__Work instruction 1__:
Present as a numbered list the lines of the records starting at the line containing "</instance>" and ending at the line containing "302L643 321L644 337L655", with blank lines omitted.

69. The position then is that after confused knowledge there follows inquiry and argumentation, and finally one reaches perfect knowledge, which is as it were generated by that inquiry; and the perfect knowledge, which is the term of inquiry, is the word.

70. Against this I argue as follows: if it belongs to the idea of the word that ‘it is born through inquiry’, then God does not have a word; second, in that case an angel does not have a word about things naturally known to him; third, then the blessed do not have a word about the divine essence, nor about anything perfectly known without inquiry; fourth, therefore he who has the perfect habit of science and at once operates through the habit cannot have a word, - all which things seem absurd.

71. [Scotus’ own opinion] - Therefore, setting these opinions aside, I say as to this article [n.62] that not any actual intellection at all is the word (as was proved against the way that set down ‘declarative’ as proper to the word [nn.64-65]), but generated knowledge is; and therefore in the Father there is no word formally.

72. But any generated knowledge whatever - which Augustine calls offspring - is a word, though not in the way Augustine posits a perfect word, namely one that represents the divine word [nn.45-46].

73. I make clear the first of these [sc. that any generated knowledge is a word], because any actual intellection is generated from memory, imperfect from imperfect as perfect from perfect; therefore any knowledge is offspring and expressive of the parent, and is generated to express the parent. - And this is confirmed first from Augustine On the Trinity IX ch.10 n.15: “Everything known is said to be a word impressed on the mind, as long as it can be defined and produced from the memory;” again ibid. XV ch.12 n.22: “Nor does it matter when he who speaks what he knows learnt it; for sometimes as soon as he learns it he says it.” And briefly, whatever difference is found between the first generated imperfect knowledge and the knowledge that follows inquiry, there is no formal difference because of which the latter could be called word and the former not, as it seems.

__Records to use__:
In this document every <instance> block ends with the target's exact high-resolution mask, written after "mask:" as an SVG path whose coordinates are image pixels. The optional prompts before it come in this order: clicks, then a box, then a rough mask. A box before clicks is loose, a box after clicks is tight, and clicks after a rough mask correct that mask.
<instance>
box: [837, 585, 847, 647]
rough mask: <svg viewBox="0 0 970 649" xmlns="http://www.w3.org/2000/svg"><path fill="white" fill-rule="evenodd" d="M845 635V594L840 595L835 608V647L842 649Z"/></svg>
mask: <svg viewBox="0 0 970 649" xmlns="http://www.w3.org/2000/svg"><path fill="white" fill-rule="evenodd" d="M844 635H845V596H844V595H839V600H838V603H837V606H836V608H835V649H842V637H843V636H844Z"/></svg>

* * *

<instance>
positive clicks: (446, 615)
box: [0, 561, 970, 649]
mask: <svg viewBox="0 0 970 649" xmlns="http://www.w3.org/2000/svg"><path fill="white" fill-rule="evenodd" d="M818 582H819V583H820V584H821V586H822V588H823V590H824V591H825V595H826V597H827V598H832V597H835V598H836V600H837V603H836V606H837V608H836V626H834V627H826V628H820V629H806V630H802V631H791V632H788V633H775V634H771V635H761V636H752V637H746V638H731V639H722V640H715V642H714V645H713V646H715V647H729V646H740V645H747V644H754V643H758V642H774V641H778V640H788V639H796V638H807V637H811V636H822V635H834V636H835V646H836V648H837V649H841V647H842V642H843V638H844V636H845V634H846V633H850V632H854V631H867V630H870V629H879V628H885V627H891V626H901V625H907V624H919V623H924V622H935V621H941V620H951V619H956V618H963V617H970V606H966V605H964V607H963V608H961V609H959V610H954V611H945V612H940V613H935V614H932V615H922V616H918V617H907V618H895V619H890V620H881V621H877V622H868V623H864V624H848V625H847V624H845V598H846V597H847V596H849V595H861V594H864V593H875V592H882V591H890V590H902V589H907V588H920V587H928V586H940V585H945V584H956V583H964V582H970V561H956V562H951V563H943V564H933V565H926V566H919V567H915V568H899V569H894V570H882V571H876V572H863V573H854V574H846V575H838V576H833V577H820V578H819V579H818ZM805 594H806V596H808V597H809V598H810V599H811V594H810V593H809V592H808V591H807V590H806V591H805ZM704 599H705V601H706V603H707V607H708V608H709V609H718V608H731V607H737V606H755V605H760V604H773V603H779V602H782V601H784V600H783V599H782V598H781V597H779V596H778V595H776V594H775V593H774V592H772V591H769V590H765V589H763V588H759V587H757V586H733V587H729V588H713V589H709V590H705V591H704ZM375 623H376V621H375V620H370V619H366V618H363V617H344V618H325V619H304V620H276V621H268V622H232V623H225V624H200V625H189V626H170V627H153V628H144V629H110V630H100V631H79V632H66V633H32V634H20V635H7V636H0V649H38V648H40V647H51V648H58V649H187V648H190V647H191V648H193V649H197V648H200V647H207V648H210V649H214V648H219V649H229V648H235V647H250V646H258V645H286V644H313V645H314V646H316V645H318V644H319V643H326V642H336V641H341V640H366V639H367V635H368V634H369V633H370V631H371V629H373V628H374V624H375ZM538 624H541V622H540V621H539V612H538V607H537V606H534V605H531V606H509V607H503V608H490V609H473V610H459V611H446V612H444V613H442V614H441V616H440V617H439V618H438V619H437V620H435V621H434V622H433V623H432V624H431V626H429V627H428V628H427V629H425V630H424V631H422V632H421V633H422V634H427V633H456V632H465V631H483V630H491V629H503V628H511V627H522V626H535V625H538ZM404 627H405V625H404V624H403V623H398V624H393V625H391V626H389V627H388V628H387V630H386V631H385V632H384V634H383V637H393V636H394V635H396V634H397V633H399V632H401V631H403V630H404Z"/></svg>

* * *

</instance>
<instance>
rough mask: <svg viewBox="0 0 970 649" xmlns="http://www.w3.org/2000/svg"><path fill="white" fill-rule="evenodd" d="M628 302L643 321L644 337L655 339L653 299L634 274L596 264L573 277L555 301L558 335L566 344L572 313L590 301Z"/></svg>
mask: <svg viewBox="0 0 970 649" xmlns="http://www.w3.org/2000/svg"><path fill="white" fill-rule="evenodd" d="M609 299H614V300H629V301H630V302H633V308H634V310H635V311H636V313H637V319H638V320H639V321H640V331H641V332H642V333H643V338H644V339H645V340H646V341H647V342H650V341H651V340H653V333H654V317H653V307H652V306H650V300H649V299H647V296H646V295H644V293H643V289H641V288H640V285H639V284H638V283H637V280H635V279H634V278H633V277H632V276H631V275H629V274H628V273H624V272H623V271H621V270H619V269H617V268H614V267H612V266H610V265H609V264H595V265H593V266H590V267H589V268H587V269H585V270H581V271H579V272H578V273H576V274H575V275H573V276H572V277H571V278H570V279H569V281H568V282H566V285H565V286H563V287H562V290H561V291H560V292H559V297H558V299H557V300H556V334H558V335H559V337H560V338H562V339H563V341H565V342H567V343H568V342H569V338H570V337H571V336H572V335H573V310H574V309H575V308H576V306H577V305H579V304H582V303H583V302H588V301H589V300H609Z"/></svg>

__Work instruction 2__:
From the passage on the word and generated knowledge, reproduce the text starting at "71. [Scotus’ own" and ending at "no word formally.".

__Your response 1__:
1. </instance>
2. <instance>
3. rough mask: <svg viewBox="0 0 970 649" xmlns="http://www.w3.org/2000/svg"><path fill="white" fill-rule="evenodd" d="M628 302L643 321L644 337L655 339L653 299L634 274L596 264L573 277L555 301L558 335L566 344L572 313L590 301Z"/></svg>

__Your response 2__:
71. [Scotus’ own opinion] - Therefore, setting these opinions aside, I say as to this article [n.62] that not any actual intellection at all is the word (as was proved against the way that set down ‘declarative’ as proper to the word [nn.64-65]), but generated knowledge is; and therefore in the Father there is no word formally.